Written instruction:
Lay out the records starting with the line containing "Kindly give the mask of every instance of the **letters" and going on through the line containing "412 48 L 344" as a two-column CSV with the columns input and output, one row per record. Put each text and its answer in a single quoted field, with line breaks replaced by spaces.

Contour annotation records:
=======

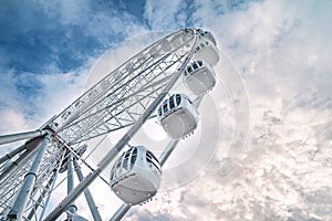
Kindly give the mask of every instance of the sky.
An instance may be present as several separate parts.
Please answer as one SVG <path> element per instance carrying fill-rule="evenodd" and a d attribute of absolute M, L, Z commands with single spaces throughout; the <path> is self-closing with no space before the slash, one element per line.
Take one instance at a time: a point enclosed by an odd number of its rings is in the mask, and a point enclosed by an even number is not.
<path fill-rule="evenodd" d="M 124 59 L 148 45 L 147 34 L 203 28 L 222 57 L 217 88 L 201 105 L 218 120 L 203 108 L 200 128 L 167 168 L 188 146 L 205 148 L 207 134 L 218 149 L 125 220 L 332 220 L 331 11 L 329 0 L 1 1 L 0 134 L 59 114 L 91 85 L 105 54 Z M 232 148 L 238 160 L 225 172 Z M 101 181 L 91 191 L 107 220 L 121 201 L 105 200 Z M 91 219 L 84 200 L 77 204 Z"/>

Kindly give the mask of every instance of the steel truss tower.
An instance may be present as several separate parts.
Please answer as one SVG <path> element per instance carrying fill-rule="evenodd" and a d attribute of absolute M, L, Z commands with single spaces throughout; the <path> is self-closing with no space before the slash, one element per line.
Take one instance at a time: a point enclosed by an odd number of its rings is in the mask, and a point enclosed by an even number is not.
<path fill-rule="evenodd" d="M 94 220 L 101 220 L 89 186 L 144 123 L 155 117 L 157 106 L 193 62 L 195 48 L 203 38 L 197 29 L 174 32 L 118 66 L 37 130 L 0 136 L 0 145 L 25 139 L 22 146 L 0 158 L 1 220 L 56 220 L 63 212 L 75 220 L 74 200 L 83 192 Z M 199 103 L 201 97 L 196 98 Z M 127 128 L 126 134 L 83 177 L 77 161 L 83 160 L 86 143 L 123 128 Z M 177 143 L 172 140 L 165 147 L 162 165 Z M 83 160 L 81 166 L 89 165 Z M 65 170 L 69 193 L 50 208 L 55 180 Z M 80 179 L 75 187 L 70 176 L 74 171 Z M 128 209 L 124 204 L 112 219 L 121 219 Z"/>

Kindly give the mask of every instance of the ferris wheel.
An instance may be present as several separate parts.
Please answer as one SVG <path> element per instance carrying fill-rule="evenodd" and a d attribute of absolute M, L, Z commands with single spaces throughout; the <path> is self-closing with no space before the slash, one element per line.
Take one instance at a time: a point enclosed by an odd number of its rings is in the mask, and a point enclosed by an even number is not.
<path fill-rule="evenodd" d="M 127 60 L 37 130 L 0 136 L 0 145 L 27 139 L 0 158 L 0 219 L 56 220 L 65 212 L 68 220 L 85 220 L 74 204 L 84 193 L 93 219 L 102 220 L 89 186 L 112 161 L 108 185 L 124 204 L 111 220 L 151 200 L 159 188 L 163 165 L 178 141 L 197 128 L 198 106 L 216 85 L 212 66 L 218 61 L 210 32 L 176 31 Z M 178 81 L 190 97 L 172 93 Z M 172 138 L 159 159 L 148 147 L 129 144 L 151 118 Z M 92 168 L 83 158 L 89 140 L 124 128 L 116 145 Z M 128 150 L 122 151 L 125 147 Z M 85 177 L 83 166 L 90 169 Z M 80 180 L 75 187 L 74 171 Z M 54 183 L 63 172 L 68 172 L 68 196 L 52 208 Z"/>

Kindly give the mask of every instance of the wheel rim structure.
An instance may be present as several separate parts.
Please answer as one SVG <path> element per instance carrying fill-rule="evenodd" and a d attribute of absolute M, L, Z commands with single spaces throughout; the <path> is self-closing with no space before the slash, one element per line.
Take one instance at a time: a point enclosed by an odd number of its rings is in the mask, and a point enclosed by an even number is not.
<path fill-rule="evenodd" d="M 31 192 L 23 206 L 14 202 L 22 183 L 31 176 L 45 135 L 29 139 L 11 155 L 0 158 L 0 218 L 2 220 L 55 220 L 100 176 L 131 137 L 154 117 L 186 65 L 193 61 L 199 42 L 196 29 L 185 29 L 158 40 L 123 63 L 39 130 L 50 136 Z M 52 212 L 44 217 L 58 173 L 72 152 L 102 135 L 128 127 L 128 131 Z M 4 137 L 4 136 L 2 136 Z M 1 138 L 2 138 L 1 137 Z"/>

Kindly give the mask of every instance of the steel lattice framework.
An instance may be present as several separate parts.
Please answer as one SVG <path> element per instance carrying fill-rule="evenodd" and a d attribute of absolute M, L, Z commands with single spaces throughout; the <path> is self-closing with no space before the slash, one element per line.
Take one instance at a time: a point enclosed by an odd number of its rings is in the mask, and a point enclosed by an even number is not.
<path fill-rule="evenodd" d="M 154 117 L 157 105 L 193 59 L 200 38 L 196 29 L 185 29 L 160 39 L 114 70 L 38 130 L 10 137 L 9 141 L 30 139 L 0 158 L 1 219 L 59 218 L 100 176 L 145 120 Z M 87 140 L 125 127 L 129 128 L 126 135 L 98 162 L 97 168 L 44 217 L 55 179 L 69 154 L 77 156 L 79 148 Z M 49 141 L 45 141 L 45 136 L 49 136 Z M 6 136 L 1 138 L 8 139 Z M 43 144 L 45 150 L 41 152 L 40 146 Z M 40 160 L 37 156 L 41 156 Z M 19 192 L 24 192 L 28 179 L 33 181 L 24 197 Z M 18 202 L 20 197 L 27 202 Z"/>

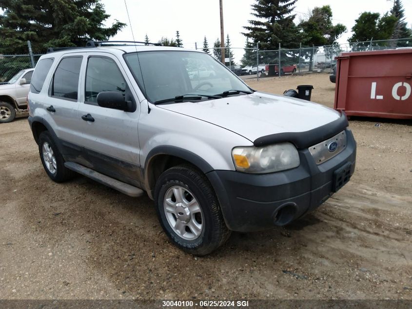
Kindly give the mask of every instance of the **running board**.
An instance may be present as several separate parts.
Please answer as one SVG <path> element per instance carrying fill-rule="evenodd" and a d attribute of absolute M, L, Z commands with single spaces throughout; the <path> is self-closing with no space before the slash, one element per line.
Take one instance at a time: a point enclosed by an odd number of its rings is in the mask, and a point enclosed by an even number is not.
<path fill-rule="evenodd" d="M 64 166 L 69 169 L 91 178 L 98 183 L 109 186 L 115 190 L 133 197 L 138 197 L 144 194 L 141 189 L 130 185 L 112 177 L 101 174 L 82 165 L 74 162 L 65 162 Z"/>

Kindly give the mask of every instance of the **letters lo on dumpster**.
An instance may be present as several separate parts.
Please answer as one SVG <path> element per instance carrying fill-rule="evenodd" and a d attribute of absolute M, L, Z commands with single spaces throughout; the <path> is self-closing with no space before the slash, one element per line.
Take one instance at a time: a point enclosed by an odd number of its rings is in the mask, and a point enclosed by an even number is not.
<path fill-rule="evenodd" d="M 412 48 L 344 53 L 336 60 L 335 109 L 412 119 Z"/>

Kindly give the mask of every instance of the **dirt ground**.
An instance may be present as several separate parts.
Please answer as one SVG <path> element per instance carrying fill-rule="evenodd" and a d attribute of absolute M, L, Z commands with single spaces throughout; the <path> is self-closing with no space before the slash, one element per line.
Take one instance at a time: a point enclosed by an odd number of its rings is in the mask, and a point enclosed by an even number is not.
<path fill-rule="evenodd" d="M 325 74 L 255 80 L 282 93 Z M 153 202 L 43 171 L 25 119 L 0 125 L 0 298 L 412 299 L 412 122 L 353 119 L 355 174 L 286 227 L 233 233 L 205 257 L 168 241 Z M 376 126 L 375 124 L 380 126 Z"/>

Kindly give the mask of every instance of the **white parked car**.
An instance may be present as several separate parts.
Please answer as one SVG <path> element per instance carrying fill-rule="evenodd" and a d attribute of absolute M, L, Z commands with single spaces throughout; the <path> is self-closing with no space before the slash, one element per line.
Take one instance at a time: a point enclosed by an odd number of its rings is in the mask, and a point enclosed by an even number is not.
<path fill-rule="evenodd" d="M 33 71 L 21 70 L 8 82 L 0 82 L 0 124 L 28 116 L 27 98 Z"/>
<path fill-rule="evenodd" d="M 265 64 L 261 64 L 259 65 L 259 71 L 261 73 L 265 73 L 265 67 L 266 65 Z M 256 66 L 245 66 L 243 69 L 242 69 L 242 75 L 247 75 L 249 74 L 249 75 L 252 75 L 252 74 L 255 74 L 256 73 Z"/>

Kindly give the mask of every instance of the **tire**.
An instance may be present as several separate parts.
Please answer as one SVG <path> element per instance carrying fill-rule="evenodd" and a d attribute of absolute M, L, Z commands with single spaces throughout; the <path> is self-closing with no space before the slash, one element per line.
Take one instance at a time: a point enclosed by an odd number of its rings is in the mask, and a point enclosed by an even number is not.
<path fill-rule="evenodd" d="M 7 102 L 0 102 L 0 124 L 11 123 L 15 118 L 14 107 Z"/>
<path fill-rule="evenodd" d="M 47 131 L 43 131 L 39 137 L 39 152 L 44 170 L 53 181 L 62 183 L 76 175 L 64 166 L 64 159 Z"/>
<path fill-rule="evenodd" d="M 179 165 L 164 171 L 156 182 L 155 203 L 166 235 L 186 252 L 206 255 L 230 236 L 207 178 L 191 166 Z"/>

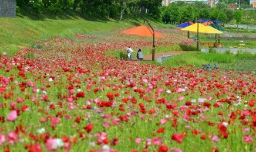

=======

Full solution:
input,output
"Kindly give the mask of every instance of the **letters lo on dumpster**. An instance may be present as several separate parts. Please answer as one SVG <path> element per instance carrying fill-rule=""evenodd"" and a d attribute of absolute M, L, Z commands with single spaces throughout; the <path> is self-closing with no space before the slash, one element per line. Take one instance at a time: a point enclosed by an odd number of its rings is in the mask, and a point enclosed by an even number is not.","<path fill-rule=""evenodd"" d=""M 412 48 L 344 53 L 336 60 L 335 109 L 412 119 Z""/>"